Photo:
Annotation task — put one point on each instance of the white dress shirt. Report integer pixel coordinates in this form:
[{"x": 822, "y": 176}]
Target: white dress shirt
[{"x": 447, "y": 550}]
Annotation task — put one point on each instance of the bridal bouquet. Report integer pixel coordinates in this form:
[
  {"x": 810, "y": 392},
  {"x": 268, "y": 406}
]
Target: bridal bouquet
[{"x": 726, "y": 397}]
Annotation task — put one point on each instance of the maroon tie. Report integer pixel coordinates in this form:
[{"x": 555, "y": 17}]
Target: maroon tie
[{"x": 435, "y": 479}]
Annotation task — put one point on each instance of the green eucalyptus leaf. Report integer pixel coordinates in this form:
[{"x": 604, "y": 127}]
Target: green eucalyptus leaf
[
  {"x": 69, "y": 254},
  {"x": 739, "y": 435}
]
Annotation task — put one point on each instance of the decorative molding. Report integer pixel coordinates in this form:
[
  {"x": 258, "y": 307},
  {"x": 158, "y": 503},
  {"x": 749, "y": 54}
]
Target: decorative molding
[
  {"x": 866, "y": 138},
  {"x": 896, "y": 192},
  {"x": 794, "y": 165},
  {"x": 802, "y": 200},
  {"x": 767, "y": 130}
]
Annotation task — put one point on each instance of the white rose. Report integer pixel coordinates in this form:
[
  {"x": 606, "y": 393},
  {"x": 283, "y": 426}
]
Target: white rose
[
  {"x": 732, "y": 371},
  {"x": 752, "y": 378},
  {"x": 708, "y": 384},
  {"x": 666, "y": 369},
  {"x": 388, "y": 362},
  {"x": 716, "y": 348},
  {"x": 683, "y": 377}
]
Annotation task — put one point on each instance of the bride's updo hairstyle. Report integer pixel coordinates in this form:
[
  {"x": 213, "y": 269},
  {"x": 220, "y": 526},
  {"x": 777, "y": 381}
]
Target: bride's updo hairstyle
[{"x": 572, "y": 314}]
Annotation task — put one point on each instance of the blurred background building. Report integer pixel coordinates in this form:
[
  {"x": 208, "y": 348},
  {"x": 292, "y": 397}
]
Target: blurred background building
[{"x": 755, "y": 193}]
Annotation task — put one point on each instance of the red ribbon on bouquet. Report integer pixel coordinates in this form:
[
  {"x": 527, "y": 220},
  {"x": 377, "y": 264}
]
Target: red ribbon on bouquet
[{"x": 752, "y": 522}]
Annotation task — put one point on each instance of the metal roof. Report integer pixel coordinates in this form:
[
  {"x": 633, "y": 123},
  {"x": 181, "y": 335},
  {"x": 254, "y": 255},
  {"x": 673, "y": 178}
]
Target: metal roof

- Exercise prompt
Write out all of the items above again, copying every line without any change.

- Worked answer
Photo:
Annotation task — put one point on each instance of the white dress shirt. Report integer pixel coordinates in this form:
[{"x": 822, "y": 176}]
Target: white dress shirt
[{"x": 447, "y": 550}]
Annotation task — put one point on each instance of the bridal bouquet. Report integer pixel coordinates in this form:
[
  {"x": 810, "y": 392},
  {"x": 268, "y": 406}
]
Target: bridal bouquet
[{"x": 726, "y": 397}]
Annotation task — put one point on each instance of the maroon tie. Report integer pixel coordinates in this form:
[{"x": 555, "y": 17}]
Target: maroon tie
[{"x": 435, "y": 479}]
Annotation task — put one point on each instance of the green eucalyptus leaf. Report integer pixel coordinates in this form:
[{"x": 604, "y": 127}]
Target: green eucalyptus leaf
[
  {"x": 69, "y": 254},
  {"x": 739, "y": 435}
]
Annotation task — put one point on each instance of the decorative molding. Report integer pixel coordinates in this form:
[
  {"x": 258, "y": 307},
  {"x": 158, "y": 503},
  {"x": 749, "y": 54}
]
Target: decorative molding
[
  {"x": 866, "y": 138},
  {"x": 896, "y": 192},
  {"x": 794, "y": 165},
  {"x": 802, "y": 200},
  {"x": 767, "y": 130}
]
Annotation task — put one point on each instance of the white rose. Report integer pixel coordinates in this form:
[
  {"x": 606, "y": 393},
  {"x": 283, "y": 426}
]
Target: white rose
[
  {"x": 732, "y": 371},
  {"x": 752, "y": 378},
  {"x": 708, "y": 384},
  {"x": 666, "y": 369},
  {"x": 388, "y": 362},
  {"x": 716, "y": 348},
  {"x": 683, "y": 377}
]
Annotation task — put one point on each instance of the bride's updo hairstyle. Report integer pixel coordinates in this form:
[
  {"x": 213, "y": 269},
  {"x": 220, "y": 526},
  {"x": 777, "y": 381}
]
Target: bride's updo hairstyle
[{"x": 572, "y": 314}]
Annotation task — put one point on each instance of the blurred background building. Report integer pixel coordinates in this form:
[
  {"x": 208, "y": 348},
  {"x": 292, "y": 397}
]
Target: blurred background building
[{"x": 755, "y": 193}]
Annotation task — put one point on each instance of the red ribbon on bouquet. Report integer pixel coordinates in this form:
[
  {"x": 527, "y": 220},
  {"x": 377, "y": 264}
]
Target: red ribbon on bouquet
[{"x": 752, "y": 522}]
Annotation task — put one point on each instance of the metal roof. Report integer pixel coordinates in this form:
[
  {"x": 633, "y": 123},
  {"x": 181, "y": 335},
  {"x": 254, "y": 255},
  {"x": 673, "y": 178}
]
Target: metal roof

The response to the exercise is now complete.